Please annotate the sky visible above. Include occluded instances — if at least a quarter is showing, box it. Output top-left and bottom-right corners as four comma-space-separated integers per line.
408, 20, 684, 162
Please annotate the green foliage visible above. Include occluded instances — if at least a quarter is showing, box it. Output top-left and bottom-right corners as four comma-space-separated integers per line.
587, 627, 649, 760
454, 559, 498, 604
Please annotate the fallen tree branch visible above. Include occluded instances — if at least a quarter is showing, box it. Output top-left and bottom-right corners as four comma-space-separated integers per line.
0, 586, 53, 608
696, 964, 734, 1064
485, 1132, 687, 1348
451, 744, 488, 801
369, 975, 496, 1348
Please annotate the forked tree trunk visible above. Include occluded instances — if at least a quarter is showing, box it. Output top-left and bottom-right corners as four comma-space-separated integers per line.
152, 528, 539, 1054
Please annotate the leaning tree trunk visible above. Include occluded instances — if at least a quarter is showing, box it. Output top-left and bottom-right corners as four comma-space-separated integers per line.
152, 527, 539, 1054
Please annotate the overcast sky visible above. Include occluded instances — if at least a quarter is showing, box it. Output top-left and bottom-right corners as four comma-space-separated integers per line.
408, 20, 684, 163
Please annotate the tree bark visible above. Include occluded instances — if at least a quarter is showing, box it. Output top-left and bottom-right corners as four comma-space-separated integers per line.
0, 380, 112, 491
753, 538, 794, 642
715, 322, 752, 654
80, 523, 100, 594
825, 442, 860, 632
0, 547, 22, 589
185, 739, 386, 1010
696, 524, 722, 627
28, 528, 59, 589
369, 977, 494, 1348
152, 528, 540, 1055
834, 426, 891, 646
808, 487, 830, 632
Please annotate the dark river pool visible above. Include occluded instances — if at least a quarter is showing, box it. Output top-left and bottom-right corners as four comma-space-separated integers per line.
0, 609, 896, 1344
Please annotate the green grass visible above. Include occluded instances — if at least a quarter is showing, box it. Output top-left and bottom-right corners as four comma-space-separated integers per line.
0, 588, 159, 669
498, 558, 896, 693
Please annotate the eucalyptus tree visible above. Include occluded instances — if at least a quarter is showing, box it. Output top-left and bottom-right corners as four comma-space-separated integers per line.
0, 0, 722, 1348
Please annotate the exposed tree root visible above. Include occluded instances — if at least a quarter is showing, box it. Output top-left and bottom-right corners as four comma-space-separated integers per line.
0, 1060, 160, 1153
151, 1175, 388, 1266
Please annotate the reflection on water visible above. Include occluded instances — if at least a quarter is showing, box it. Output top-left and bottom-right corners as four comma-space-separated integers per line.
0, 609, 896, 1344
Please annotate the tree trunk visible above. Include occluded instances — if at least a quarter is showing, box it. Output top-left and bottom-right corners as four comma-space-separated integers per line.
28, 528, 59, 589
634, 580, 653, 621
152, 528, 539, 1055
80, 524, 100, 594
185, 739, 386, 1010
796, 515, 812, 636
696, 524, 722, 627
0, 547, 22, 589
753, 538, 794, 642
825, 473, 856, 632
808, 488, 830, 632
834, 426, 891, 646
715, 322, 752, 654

——

#### TASK DETAILS:
Put every line of the records above into a Markdown table with two columns, Row and Line. Number the lines in order and skip any blank ones.

#### RESULT:
| Row | Line |
|---|---|
| 1 | Please annotate the sky visible above. Include occluded instances — if at least a quarter is showing, box it. Output top-left and bottom-right corners as four comma-space-separated integers per line. |
| 2 | 408, 20, 684, 162 |
| 3 | Please annotate the green foliage visible above. Include occluded instances — if at least a quarter is showing, box it. Output top-left and bottom-right corners as four comma-space-separated integers per line. |
| 4 | 587, 627, 649, 760 |
| 5 | 454, 559, 498, 604 |
| 6 | Please annotate the fallen tree branch visible above. Include occluded instances — if at least a quarter is showing, box it. Output top-left and bottom-right corners as four comma-space-separated integers per line. |
| 7 | 0, 586, 53, 608 |
| 8 | 696, 964, 734, 1064 |
| 9 | 485, 1132, 687, 1348 |
| 10 | 451, 744, 488, 801 |
| 11 | 369, 975, 496, 1348 |
| 12 | Please annotate the forked tree trunk visible above. Include occluded instances — if at least a quarter is showing, box it. Output top-left and bottom-right corners as four comma-space-separated integers per line. |
| 13 | 152, 528, 539, 1054 |
| 14 | Please annotate the leaning tree trunk visible above. Include occluded instances — if at least a quarter is showing, box it. Output top-left and bottom-right corners as four comma-space-separated integers per line. |
| 15 | 152, 527, 539, 1054 |
| 16 | Please annotate the overcast sky visible above. Include occluded instances — if at least a quarter is showing, box it. Output top-left and bottom-right corners as four comma-space-separated integers per line. |
| 17 | 408, 20, 684, 163 |
| 18 | Please annotate the tree bark visible above. Include occluded instances — if at least a quarter is showing, box it. Output top-left and bottom-right corners as four comma-space-separated integers per line. |
| 19 | 0, 380, 112, 491 |
| 20 | 753, 538, 794, 642 |
| 21 | 715, 322, 752, 654 |
| 22 | 80, 523, 100, 594 |
| 23 | 825, 442, 860, 632 |
| 24 | 0, 547, 22, 589 |
| 25 | 185, 739, 386, 1010 |
| 26 | 696, 524, 722, 627 |
| 27 | 28, 528, 59, 589 |
| 28 | 369, 977, 494, 1348 |
| 29 | 152, 528, 540, 1055 |
| 30 | 834, 426, 891, 646 |
| 31 | 808, 487, 830, 632 |
| 32 | Please annotate the dark river pool visible above. Include occluded instances — if at least a quarter is showing, box it. Output top-left and bottom-right corners as four comma-space-separated integers per line. |
| 33 | 0, 609, 896, 1344 |
| 34 | Please annotate the green grass visible above. Include occluded instances — if at least a quarter is showing, box it. Output top-left and bottom-right corners as four comma-space-separated integers per line. |
| 35 | 0, 588, 159, 669 |
| 36 | 498, 558, 896, 693 |
| 37 | Please annotate the eucalyptus tree visible above. Include occluded instances — if at least a quarter is showing, box it. Output top-left and bottom-right corners as four comma-space-separated integers per line. |
| 38 | 0, 0, 722, 1348 |
| 39 | Please annotate the exposed tree root visible above. Include occluded instances — if at least a quarter is showing, box it. Output top-left and bottom-right corners as four comma-space-separated integers per line. |
| 40 | 0, 1060, 160, 1153 |
| 41 | 151, 1175, 388, 1266 |
| 42 | Please annotate the reflection on water visible above. Include occluded instances — if at least a quarter is showing, box it. Output top-left and bottom-right corners as four comma-space-separated integers per line. |
| 43 | 0, 609, 896, 1344 |
| 44 | Please annotate the tree trunk visible above. Include occluded instances — if at least a quarter is showing, box it. Output top-left and bottom-right corners as four comma-space-separated integers per line. |
| 45 | 28, 528, 59, 589 |
| 46 | 634, 580, 653, 621 |
| 47 | 152, 528, 539, 1055 |
| 48 | 80, 524, 100, 594 |
| 49 | 185, 739, 386, 1010 |
| 50 | 796, 515, 812, 636 |
| 51 | 696, 524, 722, 627 |
| 52 | 0, 547, 22, 589 |
| 53 | 753, 538, 794, 642 |
| 54 | 825, 473, 856, 632 |
| 55 | 808, 488, 830, 632 |
| 56 | 834, 426, 891, 646 |
| 57 | 715, 322, 752, 654 |